Source data

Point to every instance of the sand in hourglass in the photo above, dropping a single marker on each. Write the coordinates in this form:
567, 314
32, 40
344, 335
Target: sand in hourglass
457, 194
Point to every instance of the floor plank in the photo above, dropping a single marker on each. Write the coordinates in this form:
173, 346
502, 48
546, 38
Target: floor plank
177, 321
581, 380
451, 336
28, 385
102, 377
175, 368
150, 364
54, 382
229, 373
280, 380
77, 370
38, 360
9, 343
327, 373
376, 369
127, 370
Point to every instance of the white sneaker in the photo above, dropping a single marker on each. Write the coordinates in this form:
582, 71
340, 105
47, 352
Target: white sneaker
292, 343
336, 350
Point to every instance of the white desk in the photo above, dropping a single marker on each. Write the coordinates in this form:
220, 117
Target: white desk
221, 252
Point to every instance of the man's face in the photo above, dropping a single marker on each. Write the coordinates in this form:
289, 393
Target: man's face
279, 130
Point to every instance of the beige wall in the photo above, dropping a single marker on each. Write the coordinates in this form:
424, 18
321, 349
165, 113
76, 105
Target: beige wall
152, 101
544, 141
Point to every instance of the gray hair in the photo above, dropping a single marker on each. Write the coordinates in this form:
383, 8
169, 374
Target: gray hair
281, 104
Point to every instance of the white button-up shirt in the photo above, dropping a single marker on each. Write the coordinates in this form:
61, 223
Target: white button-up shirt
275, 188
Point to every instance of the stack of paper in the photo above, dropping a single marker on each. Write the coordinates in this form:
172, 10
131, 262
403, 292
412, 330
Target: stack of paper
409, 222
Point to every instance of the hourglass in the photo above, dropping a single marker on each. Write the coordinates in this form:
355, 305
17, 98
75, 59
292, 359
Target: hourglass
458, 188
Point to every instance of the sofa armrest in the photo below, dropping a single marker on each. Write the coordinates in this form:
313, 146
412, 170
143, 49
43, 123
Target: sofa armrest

__WHAT YOU HAVE TO DO__
All entries above are to be repeated verbatim, down to the last line.

__EXERCISE RESPONSE__
Point to every instance of the sand in hourglass in the photo above, dropping a single marker on each. Write the coordinates in this form:
567, 314
32, 40
344, 335
Target: sand in hourglass
457, 194
Point to every instance of the floor plank in the photo above, dropping a single marker on each. Write the coordinates in this form:
173, 346
502, 48
546, 38
Target: floor plank
177, 321
581, 380
451, 336
28, 385
102, 377
175, 368
150, 364
54, 382
229, 373
280, 380
77, 370
38, 360
9, 343
327, 373
376, 369
127, 370
Point to every instance of the white sneaker in the photo above, dropping a single marker on each. Write the coordinates in this form:
582, 71
340, 105
47, 352
Target: white sneaker
292, 343
336, 350
Point to every instance of the white desk in the photo above, dropping a single marker on each. Write the coordinates in this form:
220, 117
Target: white desk
221, 252
Point to every instance of the man's face in the photo above, dropping a single marker on each. Write the coordinates in this form:
289, 393
Target: man's face
279, 130
Point to every instance of the beige wall in the photo above, dropping a single marker on each. Write the coordinates in this form:
424, 18
321, 349
165, 113
76, 105
Target: beige wall
152, 101
544, 141
Point to every instance of the gray hair in the photo above, dropping a single marker on each. Write the coordinates in this form:
383, 8
169, 374
Target: gray hair
281, 104
Point to every instance of the white button-up shirt in the photo above, dropping a single marker on each. Write the coordinates in this form:
61, 223
Target: white button-up shirt
275, 188
Point to every instance of the stack of paper in the photo above, dropping a single marker on each. Write the coordinates in this form:
172, 10
131, 262
403, 292
412, 330
Target: stack of paper
409, 222
Point to every instance of the hourglass in the photo above, dropping a single marker on each. Write the coordinates in this form:
355, 305
17, 98
75, 59
292, 359
Target: hourglass
458, 188
Point to every instance of the sofa armrest in the photo below, dropping a single marker on each. Write the coordinates in this form:
313, 146
412, 170
143, 49
43, 123
Target: sofa armrest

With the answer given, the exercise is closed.